═══ Extracted data

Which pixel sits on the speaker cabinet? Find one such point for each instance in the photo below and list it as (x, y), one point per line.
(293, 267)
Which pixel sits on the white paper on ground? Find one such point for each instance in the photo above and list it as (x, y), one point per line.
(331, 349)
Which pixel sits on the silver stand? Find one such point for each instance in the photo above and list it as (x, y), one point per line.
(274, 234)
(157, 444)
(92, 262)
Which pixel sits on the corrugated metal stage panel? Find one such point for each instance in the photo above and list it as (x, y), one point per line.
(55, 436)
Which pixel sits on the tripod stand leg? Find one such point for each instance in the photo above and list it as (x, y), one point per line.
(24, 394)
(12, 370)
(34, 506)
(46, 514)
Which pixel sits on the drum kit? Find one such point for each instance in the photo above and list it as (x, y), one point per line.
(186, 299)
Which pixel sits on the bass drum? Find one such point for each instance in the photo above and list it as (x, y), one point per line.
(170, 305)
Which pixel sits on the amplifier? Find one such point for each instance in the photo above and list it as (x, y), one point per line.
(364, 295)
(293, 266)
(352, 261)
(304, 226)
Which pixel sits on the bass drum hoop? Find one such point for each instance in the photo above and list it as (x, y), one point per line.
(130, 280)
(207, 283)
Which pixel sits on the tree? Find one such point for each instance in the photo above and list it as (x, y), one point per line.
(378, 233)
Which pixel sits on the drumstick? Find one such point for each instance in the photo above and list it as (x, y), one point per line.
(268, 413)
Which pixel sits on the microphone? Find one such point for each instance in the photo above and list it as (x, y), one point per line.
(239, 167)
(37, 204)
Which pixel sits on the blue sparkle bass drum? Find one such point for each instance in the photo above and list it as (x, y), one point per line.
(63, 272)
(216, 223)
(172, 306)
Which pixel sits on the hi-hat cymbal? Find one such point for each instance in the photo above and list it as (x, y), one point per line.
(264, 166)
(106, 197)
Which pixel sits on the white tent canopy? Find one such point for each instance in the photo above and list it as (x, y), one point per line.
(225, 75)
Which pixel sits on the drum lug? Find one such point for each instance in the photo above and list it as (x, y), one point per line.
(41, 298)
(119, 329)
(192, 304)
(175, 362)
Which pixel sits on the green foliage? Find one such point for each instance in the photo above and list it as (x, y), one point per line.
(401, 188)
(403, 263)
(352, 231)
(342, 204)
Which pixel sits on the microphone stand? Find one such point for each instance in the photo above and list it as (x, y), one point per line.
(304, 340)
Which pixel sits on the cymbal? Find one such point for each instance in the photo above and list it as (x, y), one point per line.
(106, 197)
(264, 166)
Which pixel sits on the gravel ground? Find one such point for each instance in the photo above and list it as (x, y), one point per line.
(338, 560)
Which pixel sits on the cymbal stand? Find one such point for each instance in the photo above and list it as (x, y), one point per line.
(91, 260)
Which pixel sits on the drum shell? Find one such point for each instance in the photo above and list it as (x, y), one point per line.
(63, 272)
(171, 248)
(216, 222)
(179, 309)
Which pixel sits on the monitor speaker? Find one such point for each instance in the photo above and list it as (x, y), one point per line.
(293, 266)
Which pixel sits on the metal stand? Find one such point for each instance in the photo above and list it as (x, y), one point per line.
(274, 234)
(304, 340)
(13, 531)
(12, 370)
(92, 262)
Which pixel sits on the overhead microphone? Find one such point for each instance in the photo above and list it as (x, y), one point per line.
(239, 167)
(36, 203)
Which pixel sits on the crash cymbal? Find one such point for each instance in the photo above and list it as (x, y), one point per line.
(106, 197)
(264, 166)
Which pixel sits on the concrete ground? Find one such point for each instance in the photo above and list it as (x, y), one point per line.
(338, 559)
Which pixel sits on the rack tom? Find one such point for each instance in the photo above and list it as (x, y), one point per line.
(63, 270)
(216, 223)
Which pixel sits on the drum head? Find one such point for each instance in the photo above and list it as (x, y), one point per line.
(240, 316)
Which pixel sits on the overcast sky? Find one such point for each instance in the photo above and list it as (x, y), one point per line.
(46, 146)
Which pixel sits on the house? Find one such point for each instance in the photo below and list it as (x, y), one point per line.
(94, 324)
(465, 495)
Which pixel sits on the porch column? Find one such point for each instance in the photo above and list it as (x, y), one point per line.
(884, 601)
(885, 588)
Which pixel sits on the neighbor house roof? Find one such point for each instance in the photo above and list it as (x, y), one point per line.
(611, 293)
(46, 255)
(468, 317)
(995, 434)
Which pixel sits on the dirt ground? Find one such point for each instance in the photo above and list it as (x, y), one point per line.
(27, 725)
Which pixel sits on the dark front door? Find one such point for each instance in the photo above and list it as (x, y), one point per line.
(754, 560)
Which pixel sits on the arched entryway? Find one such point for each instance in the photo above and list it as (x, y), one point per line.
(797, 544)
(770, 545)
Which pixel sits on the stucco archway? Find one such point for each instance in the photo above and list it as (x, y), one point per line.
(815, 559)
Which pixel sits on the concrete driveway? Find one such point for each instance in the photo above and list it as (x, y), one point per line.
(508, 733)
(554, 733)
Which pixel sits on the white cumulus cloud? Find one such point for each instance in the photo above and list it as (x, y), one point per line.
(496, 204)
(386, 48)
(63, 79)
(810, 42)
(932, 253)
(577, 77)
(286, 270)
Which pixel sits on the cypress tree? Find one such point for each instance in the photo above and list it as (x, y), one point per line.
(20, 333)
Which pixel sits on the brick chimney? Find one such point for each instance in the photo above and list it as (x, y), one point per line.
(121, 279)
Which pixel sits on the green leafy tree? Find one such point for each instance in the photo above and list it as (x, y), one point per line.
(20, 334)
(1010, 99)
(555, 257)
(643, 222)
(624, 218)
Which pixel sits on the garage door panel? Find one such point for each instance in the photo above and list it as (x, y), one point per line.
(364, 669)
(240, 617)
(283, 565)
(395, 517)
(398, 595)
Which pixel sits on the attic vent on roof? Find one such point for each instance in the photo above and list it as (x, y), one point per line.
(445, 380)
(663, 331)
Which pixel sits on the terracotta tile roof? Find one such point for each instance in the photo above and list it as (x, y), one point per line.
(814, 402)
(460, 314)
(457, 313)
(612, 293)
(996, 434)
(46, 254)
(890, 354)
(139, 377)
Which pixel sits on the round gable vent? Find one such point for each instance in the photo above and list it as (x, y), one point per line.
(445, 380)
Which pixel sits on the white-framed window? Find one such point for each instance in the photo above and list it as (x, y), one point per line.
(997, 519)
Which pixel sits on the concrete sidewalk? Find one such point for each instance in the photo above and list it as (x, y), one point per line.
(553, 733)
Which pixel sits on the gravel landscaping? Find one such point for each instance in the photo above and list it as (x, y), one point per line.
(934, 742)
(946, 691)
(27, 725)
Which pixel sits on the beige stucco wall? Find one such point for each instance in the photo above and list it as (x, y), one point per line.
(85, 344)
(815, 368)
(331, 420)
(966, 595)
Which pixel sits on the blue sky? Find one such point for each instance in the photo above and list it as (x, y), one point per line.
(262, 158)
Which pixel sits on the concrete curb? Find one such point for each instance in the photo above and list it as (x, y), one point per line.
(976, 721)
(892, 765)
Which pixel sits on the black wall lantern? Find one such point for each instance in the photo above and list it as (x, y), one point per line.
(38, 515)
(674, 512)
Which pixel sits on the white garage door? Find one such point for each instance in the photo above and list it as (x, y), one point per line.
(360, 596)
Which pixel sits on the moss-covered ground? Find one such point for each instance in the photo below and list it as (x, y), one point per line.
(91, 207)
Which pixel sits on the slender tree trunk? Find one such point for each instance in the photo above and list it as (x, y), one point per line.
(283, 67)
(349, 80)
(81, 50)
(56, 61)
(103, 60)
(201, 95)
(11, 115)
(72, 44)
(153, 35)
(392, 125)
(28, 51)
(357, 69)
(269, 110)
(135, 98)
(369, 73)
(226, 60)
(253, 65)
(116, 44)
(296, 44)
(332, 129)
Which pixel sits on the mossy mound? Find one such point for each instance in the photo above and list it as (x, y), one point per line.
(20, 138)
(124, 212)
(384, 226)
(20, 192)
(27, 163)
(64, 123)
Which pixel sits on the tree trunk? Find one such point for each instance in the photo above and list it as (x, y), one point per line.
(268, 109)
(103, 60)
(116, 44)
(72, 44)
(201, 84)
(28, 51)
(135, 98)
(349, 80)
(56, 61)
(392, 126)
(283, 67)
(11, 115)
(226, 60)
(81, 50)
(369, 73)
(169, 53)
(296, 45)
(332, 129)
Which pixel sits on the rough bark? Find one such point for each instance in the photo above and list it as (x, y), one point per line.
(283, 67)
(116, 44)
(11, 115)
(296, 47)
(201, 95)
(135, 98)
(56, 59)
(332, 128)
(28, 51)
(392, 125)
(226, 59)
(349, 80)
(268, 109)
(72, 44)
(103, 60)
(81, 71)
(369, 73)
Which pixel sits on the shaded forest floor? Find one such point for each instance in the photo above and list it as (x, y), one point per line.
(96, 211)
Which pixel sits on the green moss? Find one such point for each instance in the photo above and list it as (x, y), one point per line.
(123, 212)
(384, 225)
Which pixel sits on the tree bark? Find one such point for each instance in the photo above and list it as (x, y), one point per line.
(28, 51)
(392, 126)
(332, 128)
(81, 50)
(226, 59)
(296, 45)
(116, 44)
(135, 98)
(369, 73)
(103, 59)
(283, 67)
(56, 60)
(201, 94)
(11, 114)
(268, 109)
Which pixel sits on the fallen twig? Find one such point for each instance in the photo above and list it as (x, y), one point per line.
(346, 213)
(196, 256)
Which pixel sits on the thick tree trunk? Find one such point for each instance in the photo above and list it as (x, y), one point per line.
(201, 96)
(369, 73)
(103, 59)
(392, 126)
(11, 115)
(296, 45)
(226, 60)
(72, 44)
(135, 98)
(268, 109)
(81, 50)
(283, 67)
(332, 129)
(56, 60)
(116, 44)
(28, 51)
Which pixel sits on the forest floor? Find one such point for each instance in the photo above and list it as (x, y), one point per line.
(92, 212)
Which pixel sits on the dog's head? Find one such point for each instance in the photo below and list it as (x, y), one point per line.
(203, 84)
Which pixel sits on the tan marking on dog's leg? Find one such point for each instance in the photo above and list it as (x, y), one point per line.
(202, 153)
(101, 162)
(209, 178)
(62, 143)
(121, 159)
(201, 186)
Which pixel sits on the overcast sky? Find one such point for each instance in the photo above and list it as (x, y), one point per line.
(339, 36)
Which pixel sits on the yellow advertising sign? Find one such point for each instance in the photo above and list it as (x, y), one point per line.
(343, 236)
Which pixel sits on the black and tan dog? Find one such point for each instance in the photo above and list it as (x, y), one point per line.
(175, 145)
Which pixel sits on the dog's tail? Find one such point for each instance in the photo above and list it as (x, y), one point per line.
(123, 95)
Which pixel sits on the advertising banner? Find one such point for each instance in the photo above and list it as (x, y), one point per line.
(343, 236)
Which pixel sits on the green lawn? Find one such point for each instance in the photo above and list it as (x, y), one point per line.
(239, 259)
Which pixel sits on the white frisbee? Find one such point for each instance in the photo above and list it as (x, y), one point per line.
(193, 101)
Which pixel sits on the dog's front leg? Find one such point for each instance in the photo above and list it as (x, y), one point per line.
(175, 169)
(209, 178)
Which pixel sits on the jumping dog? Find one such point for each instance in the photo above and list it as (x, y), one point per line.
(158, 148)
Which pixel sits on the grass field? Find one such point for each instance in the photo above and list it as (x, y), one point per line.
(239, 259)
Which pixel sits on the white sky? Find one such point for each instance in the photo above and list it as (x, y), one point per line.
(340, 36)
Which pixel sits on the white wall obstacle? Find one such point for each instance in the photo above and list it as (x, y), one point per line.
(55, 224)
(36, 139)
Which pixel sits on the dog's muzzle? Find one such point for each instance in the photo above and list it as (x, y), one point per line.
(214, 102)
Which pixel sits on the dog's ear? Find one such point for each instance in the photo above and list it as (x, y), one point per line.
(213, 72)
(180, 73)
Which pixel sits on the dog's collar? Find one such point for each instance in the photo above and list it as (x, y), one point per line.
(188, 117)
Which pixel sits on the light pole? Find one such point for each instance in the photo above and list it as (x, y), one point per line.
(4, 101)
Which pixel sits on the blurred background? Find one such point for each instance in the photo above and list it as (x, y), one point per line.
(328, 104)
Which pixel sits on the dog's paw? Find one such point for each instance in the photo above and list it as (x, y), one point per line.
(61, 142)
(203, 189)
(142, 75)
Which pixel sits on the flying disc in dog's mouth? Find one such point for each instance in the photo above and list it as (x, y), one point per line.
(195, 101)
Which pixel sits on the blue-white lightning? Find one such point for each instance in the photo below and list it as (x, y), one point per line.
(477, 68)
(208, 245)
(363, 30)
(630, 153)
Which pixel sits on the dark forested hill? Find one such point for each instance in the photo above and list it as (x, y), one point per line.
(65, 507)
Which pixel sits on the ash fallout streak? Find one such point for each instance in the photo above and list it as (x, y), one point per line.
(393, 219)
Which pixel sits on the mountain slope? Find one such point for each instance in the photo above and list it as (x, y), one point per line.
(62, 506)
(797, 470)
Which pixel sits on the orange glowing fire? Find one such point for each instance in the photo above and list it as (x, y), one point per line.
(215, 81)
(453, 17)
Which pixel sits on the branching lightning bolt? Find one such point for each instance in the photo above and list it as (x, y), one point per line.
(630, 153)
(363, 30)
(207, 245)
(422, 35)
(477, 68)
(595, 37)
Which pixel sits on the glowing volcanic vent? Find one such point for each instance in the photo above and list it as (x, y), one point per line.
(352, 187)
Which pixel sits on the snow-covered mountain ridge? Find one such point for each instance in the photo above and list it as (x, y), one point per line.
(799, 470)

══════

What the task asks -
Exactly as written, give again every line from the one containing "Which pixel sits on the blurred" through the last line of the material above, and no other lines.

Written reply -
Which pixel sits on the blurred background? Find one such point for each instance in the photo above and list it as (x, y), one point per line.
(328, 104)
Which pixel sits on the dog's paw? Find one such point for each instance in the photo above and list it as (x, y), one point per line.
(61, 142)
(203, 189)
(142, 75)
Which pixel sits on the flying disc in dog's mouth? Find one such point for each instance in the photo above and list it as (x, y), one point per line.
(195, 101)
Which pixel sits on the blue-white lightning? Find one such point for each instance in the photo below and list it as (x, y), one point per line.
(477, 68)
(208, 245)
(363, 30)
(630, 153)
Which pixel sits on the dark forested hill? Find one such point for each instance in the photo above and list it as (x, y), one point per line.
(65, 507)
Which pixel sits on the ash fallout streak? Find one such point for each instance in the photo above and list it as (x, y), one point per line.
(393, 219)
Which pixel sits on the mountain slope? Find one such point for each instance in the photo above and list it as (x, y), one point per line.
(62, 506)
(797, 470)
Which pixel sits on the orange glowing fire? Find one such point for each instance in the photo above and list it as (x, y), one point per line.
(215, 81)
(453, 17)
Which pixel sits on the branching lightning bolt? Find one such point for each instance in the photo above and list it as (x, y), one point per line.
(630, 153)
(363, 30)
(207, 245)
(422, 35)
(477, 68)
(595, 37)
Which pixel sits on the glowing volcanic vent? Find one such point for each instance in the photo above and list it as (x, y), one point per line.
(352, 187)
Which pixel sits on the snow-covered mountain ridge? Find one such point for each instance in the photo above and list it as (x, y), one point per line.
(799, 470)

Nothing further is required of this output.